### 作業指示
**1.** 新型コロナと企業の減収に関する記事によると、前年からの売上の減収がもっとも大きかった業種はどれで、その減収幅は何%ですか。
**2.** 新型コロナと企業の減収に関する記事について、最後の文のあとから続きを書いてください。

### 対象テキスト
----------------
新型コロナの影響で、2年分の売上よりも大きな借金を抱えた「宿泊業」
新型コロナで事業が苦境に
新型コロナウイルス感染症の影響で、多くの企業が「減収」や「借金の増加」などの苦境にあることが分かりました。
これは、企業情報サービスの帝国データバンクの調査によるものです。
半分以上の企業が「減収」
帝国データバンクによれば、2020年度決算を終えた約10万社のうち、売上が「減収」となった企業が6割以上を占めました。
新型コロナウイルスの影響で、すべての企業のうち、半分以上が「減収」となったのです。
新型コロナの影響は、一部の企業の問題ではなく、多くの企業の課題であることが分かります。
3割近くも売上が減った「宿泊業」
前年からの「売上」の減収が、もっとも大きいのは「宿泊業」でした。
宿泊業の減収幅は「-28.5%」で、売上が3割近く減ったことになります。
次に多いのが「飲食業」で、こちらは「-17.4%」の減収となっています。
増収になった「通信業」
一方、増収が大きいのは、通信業の「電気通信・郵便」でした。
こちらは11%の増収となりました。
次に多いのが「教育」で、こちらも8%の増収となっています。
コロナ後も借金の返済が続く
事業の「減収」は、企業の借金が増えることにつながります。
その指標の1つである「有利子負債月商倍率」を見てみましょう。
これは、借金にあたる「有利子負債」を、1カ月の売上である「月商」で割った数字です。
----------------
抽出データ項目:
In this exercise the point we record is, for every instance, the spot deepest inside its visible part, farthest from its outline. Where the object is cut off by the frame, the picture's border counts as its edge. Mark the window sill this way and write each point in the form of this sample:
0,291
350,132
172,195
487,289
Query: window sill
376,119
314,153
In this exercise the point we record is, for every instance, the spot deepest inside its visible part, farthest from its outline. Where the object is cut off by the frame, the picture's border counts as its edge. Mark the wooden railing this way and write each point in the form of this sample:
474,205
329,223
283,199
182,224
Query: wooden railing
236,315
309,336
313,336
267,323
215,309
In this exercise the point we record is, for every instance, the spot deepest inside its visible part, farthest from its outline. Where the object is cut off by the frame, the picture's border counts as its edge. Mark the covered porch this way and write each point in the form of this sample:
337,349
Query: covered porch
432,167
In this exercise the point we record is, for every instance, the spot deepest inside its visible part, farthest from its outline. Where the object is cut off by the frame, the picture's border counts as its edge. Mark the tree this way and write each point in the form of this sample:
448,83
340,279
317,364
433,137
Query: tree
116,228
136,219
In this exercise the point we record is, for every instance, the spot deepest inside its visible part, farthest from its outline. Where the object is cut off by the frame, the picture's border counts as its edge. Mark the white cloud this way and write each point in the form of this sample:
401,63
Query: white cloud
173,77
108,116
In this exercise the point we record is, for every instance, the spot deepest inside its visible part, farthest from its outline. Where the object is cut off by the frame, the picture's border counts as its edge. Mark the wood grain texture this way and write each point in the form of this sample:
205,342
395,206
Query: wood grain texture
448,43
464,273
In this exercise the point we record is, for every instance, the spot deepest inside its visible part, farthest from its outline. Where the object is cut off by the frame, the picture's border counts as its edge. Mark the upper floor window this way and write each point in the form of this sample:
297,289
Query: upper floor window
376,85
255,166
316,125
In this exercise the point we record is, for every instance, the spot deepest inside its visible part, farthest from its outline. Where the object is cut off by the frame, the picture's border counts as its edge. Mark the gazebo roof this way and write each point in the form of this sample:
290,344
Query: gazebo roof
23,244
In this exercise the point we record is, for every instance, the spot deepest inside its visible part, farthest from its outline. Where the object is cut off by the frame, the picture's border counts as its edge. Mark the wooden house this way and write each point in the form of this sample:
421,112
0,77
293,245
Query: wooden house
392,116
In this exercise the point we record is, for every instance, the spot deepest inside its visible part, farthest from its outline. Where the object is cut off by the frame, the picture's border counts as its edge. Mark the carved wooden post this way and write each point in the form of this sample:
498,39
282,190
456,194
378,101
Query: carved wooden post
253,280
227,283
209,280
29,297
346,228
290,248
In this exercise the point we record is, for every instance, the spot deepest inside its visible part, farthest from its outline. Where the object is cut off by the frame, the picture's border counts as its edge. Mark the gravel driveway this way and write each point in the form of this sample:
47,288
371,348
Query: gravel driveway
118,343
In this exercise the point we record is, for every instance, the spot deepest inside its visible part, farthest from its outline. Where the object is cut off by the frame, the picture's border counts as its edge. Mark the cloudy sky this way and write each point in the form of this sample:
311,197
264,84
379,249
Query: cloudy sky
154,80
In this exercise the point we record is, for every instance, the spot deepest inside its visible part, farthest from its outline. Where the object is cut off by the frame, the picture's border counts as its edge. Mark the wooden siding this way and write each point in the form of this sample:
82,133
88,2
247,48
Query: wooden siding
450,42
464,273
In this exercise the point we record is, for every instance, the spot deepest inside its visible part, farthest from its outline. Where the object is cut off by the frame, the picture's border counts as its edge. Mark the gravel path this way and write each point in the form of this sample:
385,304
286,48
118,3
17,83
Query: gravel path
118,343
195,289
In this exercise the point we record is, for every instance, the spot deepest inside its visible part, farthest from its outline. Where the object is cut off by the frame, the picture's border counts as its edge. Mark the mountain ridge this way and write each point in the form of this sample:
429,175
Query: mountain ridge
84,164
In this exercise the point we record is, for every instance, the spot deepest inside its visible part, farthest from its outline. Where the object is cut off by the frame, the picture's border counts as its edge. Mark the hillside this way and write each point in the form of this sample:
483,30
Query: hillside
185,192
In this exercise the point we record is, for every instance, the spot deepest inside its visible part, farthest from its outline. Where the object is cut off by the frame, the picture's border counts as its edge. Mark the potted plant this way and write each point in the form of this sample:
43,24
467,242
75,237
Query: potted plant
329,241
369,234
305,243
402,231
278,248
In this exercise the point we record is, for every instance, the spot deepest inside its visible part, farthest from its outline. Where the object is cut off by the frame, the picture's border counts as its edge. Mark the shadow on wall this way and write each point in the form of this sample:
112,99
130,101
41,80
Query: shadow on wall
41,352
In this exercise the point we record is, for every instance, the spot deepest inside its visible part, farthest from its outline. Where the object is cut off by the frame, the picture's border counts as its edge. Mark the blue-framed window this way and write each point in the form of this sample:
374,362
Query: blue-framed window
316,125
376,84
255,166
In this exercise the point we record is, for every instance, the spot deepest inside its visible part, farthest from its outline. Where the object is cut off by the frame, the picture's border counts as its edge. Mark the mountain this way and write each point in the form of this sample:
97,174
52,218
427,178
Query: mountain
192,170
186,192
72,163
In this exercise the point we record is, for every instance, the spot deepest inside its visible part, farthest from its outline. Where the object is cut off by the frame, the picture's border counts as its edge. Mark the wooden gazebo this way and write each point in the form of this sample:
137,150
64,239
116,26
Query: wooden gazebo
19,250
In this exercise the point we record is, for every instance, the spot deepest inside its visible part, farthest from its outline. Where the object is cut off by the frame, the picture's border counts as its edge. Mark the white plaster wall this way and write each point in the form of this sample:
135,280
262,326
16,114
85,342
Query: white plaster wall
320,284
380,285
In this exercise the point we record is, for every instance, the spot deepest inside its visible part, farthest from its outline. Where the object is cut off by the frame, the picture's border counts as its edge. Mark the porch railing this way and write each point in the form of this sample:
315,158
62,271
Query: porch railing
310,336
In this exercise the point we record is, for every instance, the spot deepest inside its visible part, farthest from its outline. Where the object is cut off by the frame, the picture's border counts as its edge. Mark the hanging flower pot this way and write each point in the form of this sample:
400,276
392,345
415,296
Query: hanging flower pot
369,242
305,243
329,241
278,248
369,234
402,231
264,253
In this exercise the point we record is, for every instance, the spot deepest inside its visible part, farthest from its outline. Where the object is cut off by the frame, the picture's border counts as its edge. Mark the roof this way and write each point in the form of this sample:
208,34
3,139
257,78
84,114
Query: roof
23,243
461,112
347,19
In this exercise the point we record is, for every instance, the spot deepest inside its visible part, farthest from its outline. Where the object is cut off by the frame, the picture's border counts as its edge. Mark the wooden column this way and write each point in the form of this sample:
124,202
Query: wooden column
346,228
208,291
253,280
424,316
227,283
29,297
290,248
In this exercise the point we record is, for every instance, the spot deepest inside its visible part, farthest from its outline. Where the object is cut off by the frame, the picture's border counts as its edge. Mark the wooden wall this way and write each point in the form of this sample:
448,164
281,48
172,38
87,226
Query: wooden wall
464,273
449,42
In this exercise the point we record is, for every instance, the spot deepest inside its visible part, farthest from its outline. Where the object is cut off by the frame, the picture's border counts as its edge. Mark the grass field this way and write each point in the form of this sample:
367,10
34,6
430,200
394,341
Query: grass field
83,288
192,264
----------------
### 解答欄
**1.** 宿泊業で、減収幅は-28.5%です。

**2.**
すべての企業の平均では、前年度の「4.1倍」から、2020年度は「5.1倍」に増えました。
つまり、平均でも、1カ月の売上の5倍以上の借金がある状態なのです。
そして、減収が目立つ業種では、「有利子負債月商倍率」が大きくなっています。
例えば、「宿泊業」は、前年度の「14.1倍」から「25.7倍」に増えました。
つまり、もともと借金体質だったのに、現在は2年分の売上よりも大きな借金を抱えてしまっているのです。
同じように「飲食店」や「娯楽業」も、事業を継続するための借り入れが増えていることが分かります。
現在は、まだ新型コロナの流行の終わりさえ見えない状態が続いています。
そして、新型コロナの感染が一段落したとしても、今度は、背負ってしまった大きな借金を返さなければいけません。
「宿泊業」や「飲食店」は、外から見えている状態以上に、新型コロナによって影響を受けているのです。